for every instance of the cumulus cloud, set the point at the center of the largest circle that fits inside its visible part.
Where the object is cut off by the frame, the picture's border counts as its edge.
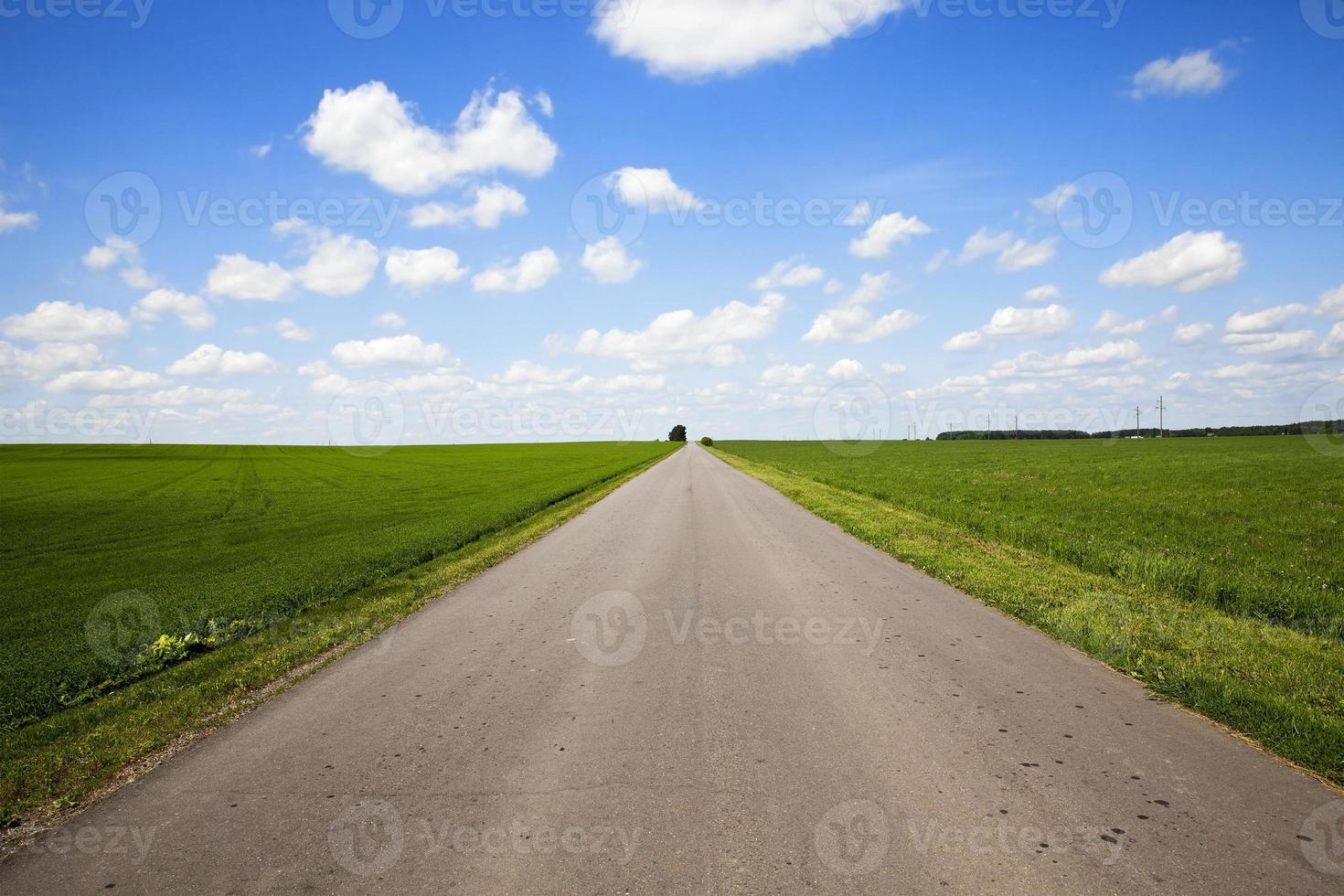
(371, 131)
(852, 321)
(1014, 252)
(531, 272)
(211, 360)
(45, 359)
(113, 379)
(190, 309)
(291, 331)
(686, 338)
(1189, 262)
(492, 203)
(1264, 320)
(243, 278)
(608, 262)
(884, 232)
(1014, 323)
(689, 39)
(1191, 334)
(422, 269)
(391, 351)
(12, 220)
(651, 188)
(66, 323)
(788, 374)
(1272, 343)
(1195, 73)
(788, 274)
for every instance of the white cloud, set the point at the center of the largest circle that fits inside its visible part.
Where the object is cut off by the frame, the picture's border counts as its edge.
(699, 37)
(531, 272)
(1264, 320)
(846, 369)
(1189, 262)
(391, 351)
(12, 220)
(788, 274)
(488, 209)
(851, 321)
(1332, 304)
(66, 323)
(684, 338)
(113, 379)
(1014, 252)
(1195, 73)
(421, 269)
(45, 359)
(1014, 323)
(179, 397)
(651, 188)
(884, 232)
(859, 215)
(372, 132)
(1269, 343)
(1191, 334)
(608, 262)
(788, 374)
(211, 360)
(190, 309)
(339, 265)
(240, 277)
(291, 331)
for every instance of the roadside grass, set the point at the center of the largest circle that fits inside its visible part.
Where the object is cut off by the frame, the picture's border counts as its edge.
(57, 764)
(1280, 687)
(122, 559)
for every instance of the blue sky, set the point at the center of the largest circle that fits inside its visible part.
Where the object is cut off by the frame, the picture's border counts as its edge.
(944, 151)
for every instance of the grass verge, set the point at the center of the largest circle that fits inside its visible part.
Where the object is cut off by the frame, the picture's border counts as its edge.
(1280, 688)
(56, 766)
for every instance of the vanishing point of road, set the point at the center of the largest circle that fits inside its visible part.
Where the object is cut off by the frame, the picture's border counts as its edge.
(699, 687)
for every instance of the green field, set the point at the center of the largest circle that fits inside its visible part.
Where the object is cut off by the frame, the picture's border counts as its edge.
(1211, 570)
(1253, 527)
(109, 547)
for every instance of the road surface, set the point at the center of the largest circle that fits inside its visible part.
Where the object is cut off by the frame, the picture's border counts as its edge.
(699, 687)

⁂

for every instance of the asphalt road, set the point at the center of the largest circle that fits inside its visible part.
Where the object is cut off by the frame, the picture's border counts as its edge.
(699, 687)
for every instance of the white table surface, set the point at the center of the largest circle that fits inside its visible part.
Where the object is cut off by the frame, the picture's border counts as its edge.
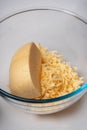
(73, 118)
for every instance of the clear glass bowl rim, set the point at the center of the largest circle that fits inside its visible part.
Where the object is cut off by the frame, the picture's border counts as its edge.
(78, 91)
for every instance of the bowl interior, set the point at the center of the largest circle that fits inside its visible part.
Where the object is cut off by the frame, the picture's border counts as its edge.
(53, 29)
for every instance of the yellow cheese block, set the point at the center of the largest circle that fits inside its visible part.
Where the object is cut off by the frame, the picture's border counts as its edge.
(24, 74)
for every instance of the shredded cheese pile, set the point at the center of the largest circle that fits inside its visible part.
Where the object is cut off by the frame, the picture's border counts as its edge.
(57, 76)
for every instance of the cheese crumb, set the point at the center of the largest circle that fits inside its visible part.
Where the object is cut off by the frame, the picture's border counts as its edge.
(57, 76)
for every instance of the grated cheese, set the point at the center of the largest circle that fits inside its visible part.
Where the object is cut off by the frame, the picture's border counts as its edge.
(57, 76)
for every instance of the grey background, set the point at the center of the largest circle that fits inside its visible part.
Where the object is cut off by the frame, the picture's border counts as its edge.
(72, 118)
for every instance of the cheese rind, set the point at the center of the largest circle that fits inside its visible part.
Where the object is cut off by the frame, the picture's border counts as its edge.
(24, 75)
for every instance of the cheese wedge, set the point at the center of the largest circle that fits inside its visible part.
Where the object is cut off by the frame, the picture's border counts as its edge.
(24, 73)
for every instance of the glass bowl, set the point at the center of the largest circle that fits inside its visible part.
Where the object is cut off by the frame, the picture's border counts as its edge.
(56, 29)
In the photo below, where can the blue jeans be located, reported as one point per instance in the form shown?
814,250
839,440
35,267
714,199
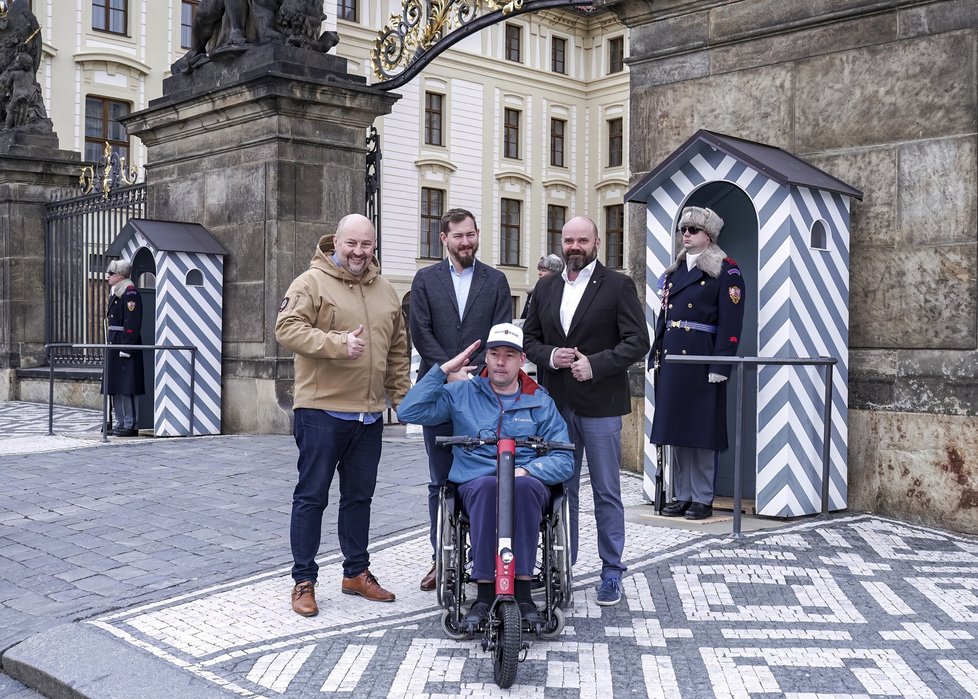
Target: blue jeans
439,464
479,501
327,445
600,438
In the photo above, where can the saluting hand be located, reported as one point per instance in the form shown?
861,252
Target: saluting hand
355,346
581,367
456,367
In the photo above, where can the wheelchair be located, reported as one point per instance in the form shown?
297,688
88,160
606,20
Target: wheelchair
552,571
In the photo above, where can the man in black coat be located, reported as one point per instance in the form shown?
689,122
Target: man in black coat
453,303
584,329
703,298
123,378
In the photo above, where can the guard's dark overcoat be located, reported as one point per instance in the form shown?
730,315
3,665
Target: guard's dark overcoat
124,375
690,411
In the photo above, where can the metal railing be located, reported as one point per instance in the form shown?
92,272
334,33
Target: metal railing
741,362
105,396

⁂

Aim of the exercise => Scan the material above for lines that contain the string "surface", and copy each such line.

Solution =>
for every instance of the road surface, set the point at the center of the largest circle that fits inside its visible part.
for every instance of the white table surface, set the point at the center of the largest circle that fits inside its visible part.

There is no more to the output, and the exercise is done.